> _Goal 1_: Rewrite the part of the listing between the line holding "Note for the class: annotate every instance of the dark" and the line holding "(809, 1137)", inclusive, as a JSON list of strings with one string per line and blank lines omitted.

> _Document_:
By Contributor
At moments of national crisis, leadership is tested not by speeches, but by choices—especially the courage to accept accountability. The events surrounding former Minister of Finance Sosten Gwengwe in December 2022 expose a troubling culture at the heart of Malawi’s governance: a system that prioritizes political convenience over ethical responsibility and national interest.
As internal pressure mounted within government—pressure reportedly driven by demands to craft policies that benefited a powerful few rather than the broader population—Sosten Gwengwe took a step that is rare in Malawian politics. On 20 December 2022, he formally wrote to President Lazarus McCarthy Chakwera, tendering his resignation as Minister of Finance. This was not an act of weakness; it was an implicit admission that the office had become compromised.
In mature democracies, such a move would be welcomed as a sign of integrity. A finance minister who feels constrained, undermined, or forced to act against the public interest steps aside to protect the credibility of both the office and the country. But Malawi’s political culture chose a different path.

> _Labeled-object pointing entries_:
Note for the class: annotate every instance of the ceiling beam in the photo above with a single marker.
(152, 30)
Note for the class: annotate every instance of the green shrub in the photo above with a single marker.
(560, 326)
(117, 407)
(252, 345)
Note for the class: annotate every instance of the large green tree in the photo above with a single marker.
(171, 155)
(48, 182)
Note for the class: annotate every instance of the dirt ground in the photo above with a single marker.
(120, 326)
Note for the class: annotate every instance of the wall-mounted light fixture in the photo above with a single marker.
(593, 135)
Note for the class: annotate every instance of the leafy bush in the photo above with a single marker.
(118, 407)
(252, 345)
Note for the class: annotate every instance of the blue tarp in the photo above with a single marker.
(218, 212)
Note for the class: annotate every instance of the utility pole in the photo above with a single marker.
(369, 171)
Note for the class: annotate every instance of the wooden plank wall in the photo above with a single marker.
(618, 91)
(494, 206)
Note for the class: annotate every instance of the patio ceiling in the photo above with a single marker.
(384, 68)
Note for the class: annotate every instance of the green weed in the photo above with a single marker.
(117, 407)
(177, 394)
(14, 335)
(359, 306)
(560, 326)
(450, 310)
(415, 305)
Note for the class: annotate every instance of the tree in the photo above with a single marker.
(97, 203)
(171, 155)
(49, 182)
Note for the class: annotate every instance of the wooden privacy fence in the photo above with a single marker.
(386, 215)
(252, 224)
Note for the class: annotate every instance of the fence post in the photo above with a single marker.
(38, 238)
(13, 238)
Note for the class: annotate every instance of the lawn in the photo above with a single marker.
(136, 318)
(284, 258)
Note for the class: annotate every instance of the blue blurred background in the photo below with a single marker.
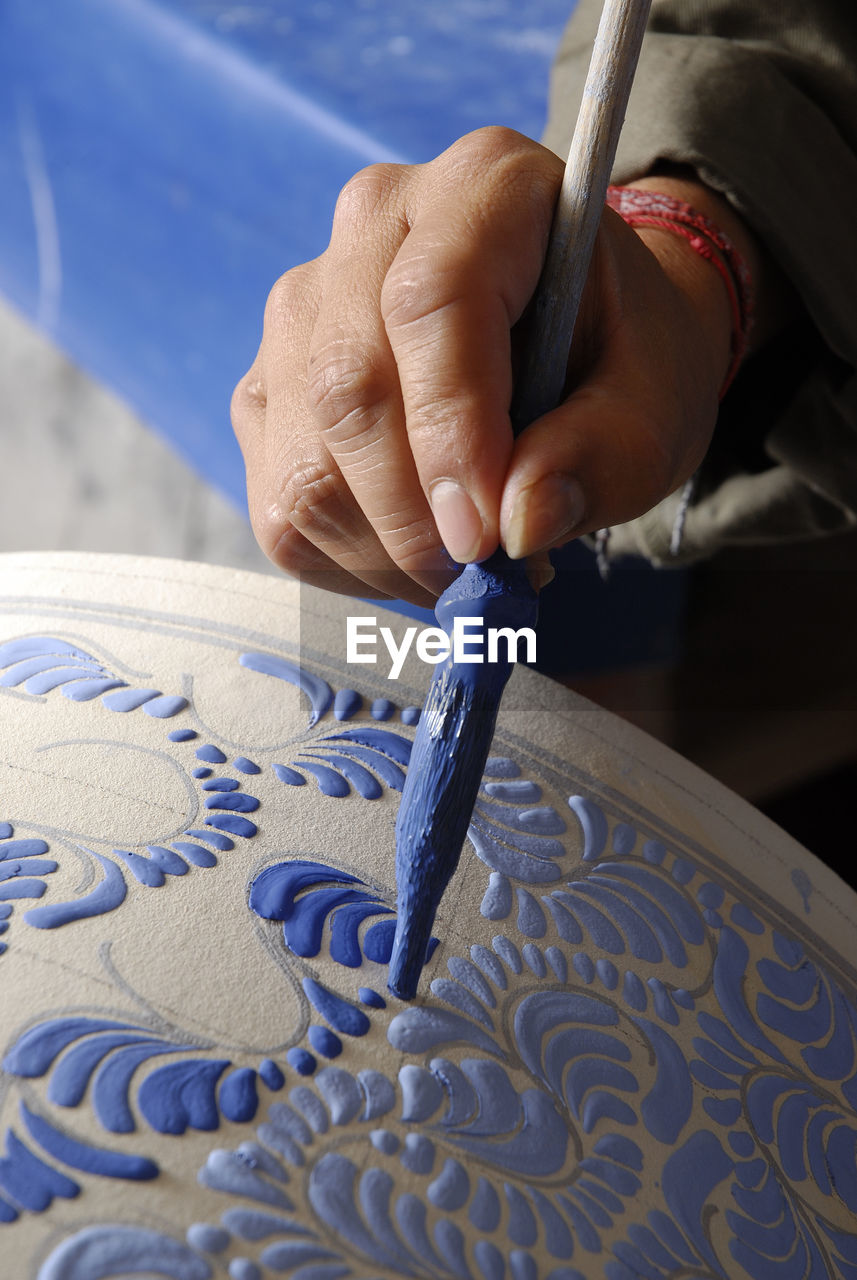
(164, 161)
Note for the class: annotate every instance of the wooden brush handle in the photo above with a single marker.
(553, 310)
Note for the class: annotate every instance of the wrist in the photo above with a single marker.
(676, 220)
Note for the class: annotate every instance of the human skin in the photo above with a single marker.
(375, 417)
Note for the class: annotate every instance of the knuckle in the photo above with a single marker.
(361, 196)
(314, 498)
(342, 383)
(288, 296)
(248, 397)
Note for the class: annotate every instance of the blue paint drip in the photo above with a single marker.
(234, 801)
(165, 707)
(85, 690)
(28, 1180)
(383, 709)
(104, 1252)
(290, 777)
(371, 999)
(214, 839)
(129, 699)
(145, 869)
(389, 772)
(594, 826)
(339, 1013)
(449, 754)
(23, 849)
(234, 824)
(244, 766)
(301, 1060)
(238, 1097)
(316, 689)
(196, 854)
(363, 782)
(182, 1096)
(347, 703)
(271, 1074)
(207, 1239)
(330, 782)
(325, 1042)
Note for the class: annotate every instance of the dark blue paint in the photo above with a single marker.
(28, 1180)
(212, 837)
(83, 1156)
(363, 782)
(182, 1096)
(192, 159)
(234, 824)
(325, 1042)
(330, 782)
(371, 997)
(290, 777)
(23, 849)
(238, 1097)
(196, 854)
(237, 801)
(316, 689)
(301, 1060)
(347, 703)
(448, 758)
(339, 1013)
(271, 1074)
(145, 869)
(244, 766)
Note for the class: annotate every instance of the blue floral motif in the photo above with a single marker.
(42, 663)
(530, 1072)
(22, 867)
(101, 1055)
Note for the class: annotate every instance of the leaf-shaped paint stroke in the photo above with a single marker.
(115, 1249)
(44, 663)
(315, 689)
(770, 1235)
(102, 1056)
(512, 832)
(104, 897)
(307, 895)
(809, 1137)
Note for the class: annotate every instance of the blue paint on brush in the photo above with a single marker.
(448, 757)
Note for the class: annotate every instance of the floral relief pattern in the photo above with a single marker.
(631, 1072)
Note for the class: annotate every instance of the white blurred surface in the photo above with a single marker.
(79, 471)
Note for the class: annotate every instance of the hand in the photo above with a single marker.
(374, 421)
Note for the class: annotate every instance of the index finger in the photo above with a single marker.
(457, 286)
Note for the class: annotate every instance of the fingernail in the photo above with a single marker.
(458, 520)
(544, 515)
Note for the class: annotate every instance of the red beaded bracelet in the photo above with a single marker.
(641, 208)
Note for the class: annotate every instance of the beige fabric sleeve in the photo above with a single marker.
(760, 97)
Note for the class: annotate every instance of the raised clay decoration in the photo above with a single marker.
(633, 1051)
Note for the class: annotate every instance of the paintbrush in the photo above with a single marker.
(457, 723)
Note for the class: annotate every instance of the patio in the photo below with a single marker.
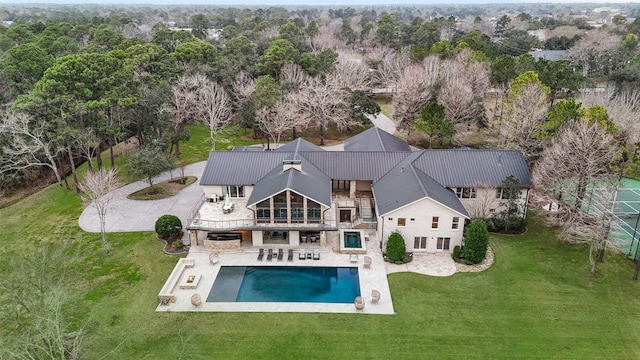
(374, 277)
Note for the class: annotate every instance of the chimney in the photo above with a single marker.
(292, 164)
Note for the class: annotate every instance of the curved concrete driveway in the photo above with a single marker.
(126, 215)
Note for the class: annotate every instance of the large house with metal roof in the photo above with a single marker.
(301, 195)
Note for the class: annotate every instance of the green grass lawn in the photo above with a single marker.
(538, 300)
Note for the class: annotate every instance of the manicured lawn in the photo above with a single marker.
(537, 301)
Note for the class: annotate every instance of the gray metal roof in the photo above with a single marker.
(375, 139)
(298, 145)
(472, 168)
(405, 184)
(239, 167)
(355, 165)
(310, 182)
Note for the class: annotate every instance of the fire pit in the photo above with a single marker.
(190, 282)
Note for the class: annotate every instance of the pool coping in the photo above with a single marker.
(371, 278)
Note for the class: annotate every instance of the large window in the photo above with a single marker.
(340, 185)
(443, 244)
(420, 242)
(466, 193)
(504, 194)
(235, 190)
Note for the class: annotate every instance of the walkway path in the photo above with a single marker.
(136, 215)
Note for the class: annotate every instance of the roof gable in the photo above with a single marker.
(375, 139)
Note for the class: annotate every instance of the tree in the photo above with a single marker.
(27, 144)
(279, 53)
(433, 122)
(149, 162)
(323, 103)
(512, 217)
(412, 93)
(396, 247)
(527, 105)
(167, 226)
(215, 107)
(277, 119)
(183, 108)
(581, 153)
(476, 242)
(97, 190)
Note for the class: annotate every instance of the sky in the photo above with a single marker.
(301, 2)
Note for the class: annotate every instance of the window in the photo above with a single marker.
(503, 194)
(443, 244)
(466, 193)
(340, 185)
(235, 190)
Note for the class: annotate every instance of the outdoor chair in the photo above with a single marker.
(367, 262)
(375, 296)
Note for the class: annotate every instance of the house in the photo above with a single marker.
(301, 193)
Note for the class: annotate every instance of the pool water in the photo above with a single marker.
(352, 240)
(285, 284)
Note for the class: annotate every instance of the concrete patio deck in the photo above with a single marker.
(373, 278)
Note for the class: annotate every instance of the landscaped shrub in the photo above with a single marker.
(396, 248)
(456, 252)
(168, 225)
(476, 242)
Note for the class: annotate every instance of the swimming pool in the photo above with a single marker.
(352, 239)
(285, 284)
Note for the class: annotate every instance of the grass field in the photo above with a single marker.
(538, 300)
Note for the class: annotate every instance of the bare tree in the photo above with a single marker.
(579, 154)
(97, 188)
(525, 113)
(242, 87)
(214, 105)
(593, 50)
(457, 97)
(28, 144)
(350, 72)
(277, 119)
(183, 106)
(412, 93)
(322, 103)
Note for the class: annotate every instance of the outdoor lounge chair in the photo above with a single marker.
(367, 262)
(375, 296)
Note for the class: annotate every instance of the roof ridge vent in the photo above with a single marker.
(295, 164)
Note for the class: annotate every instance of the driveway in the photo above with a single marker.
(126, 215)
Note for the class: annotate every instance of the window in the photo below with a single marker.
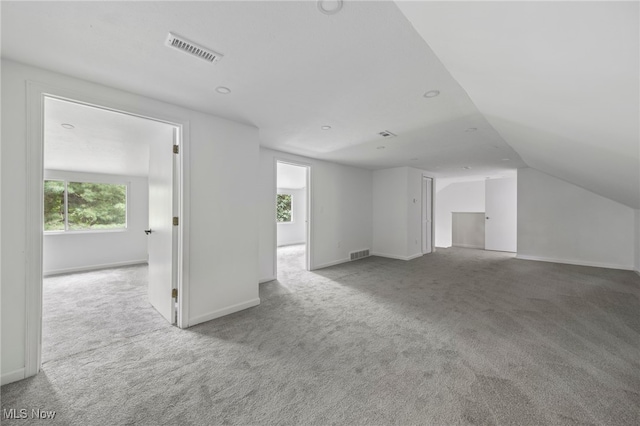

> _Goal 2_: Extend the commentary on Sosten Gwengwe's resignation as Malawi's finance minister, picking up after its final sentence.

> _Task output 1_:
[
  "Note for the class: annotate every instance of the dark blue paint in the photo above with a single marker.",
  "(28, 1180)",
  "(212, 837)",
  "(83, 1156)",
  "(363, 782)",
  "(182, 1096)",
  "(192, 159)",
  "(234, 824)",
  "(325, 1042)",
  "(330, 782)",
  "(371, 997)",
  "(290, 777)",
  "(23, 849)",
  "(238, 1097)",
  "(196, 854)",
  "(237, 801)",
  "(316, 689)",
  "(301, 1060)",
  "(347, 703)",
  "(448, 758)",
  "(339, 1013)",
  "(271, 1074)",
  "(145, 869)",
  "(244, 766)",
  "Note for the class: annotate every instance of the blue floral motif in the photo above with a single marker.",
  "(42, 663)",
  "(530, 1072)",
  "(22, 867)",
  "(101, 1055)",
  "Note for the class: annotate every instance of the leaf-shaped paint stroke in the photo above with a single marker.",
  "(115, 1249)",
  "(44, 663)",
  "(315, 689)",
  "(770, 1235)",
  "(102, 1056)",
  "(512, 832)",
  "(104, 897)",
  "(307, 895)",
  "(809, 1137)"
]

> _Task output 2_:
Gwengwe’s resignation was rejected outright.
Rather than allowing accountability to take its course, the leadership opted for damage control. He was instructed to remain in Cabinet and later reassigned to another ministry. The message was unmistakable: positions matter more than principles, and the appearance of stability is valued over genuine reform.


More concerning is the timing. Gwengwe was retained long enough to conclude negotiations with the International Monetary Fund on the Extended Credit Facility (ECF)—a critical agreement that came with painful austerity measures for ordinary Malawians. Once the IMF deal was secured, the long-anticipated reshuffle followed.
This sequence of events raises uncomfortable questions. Was the national interest truly the guiding principle, or was Gwengwe kept in place simply to finish a task deemed politically and technically convenient? If internal pressures were already distorting decision-making, can Malawians be confident that those IMF negotiations were conducted in a fully transparent and independent manner?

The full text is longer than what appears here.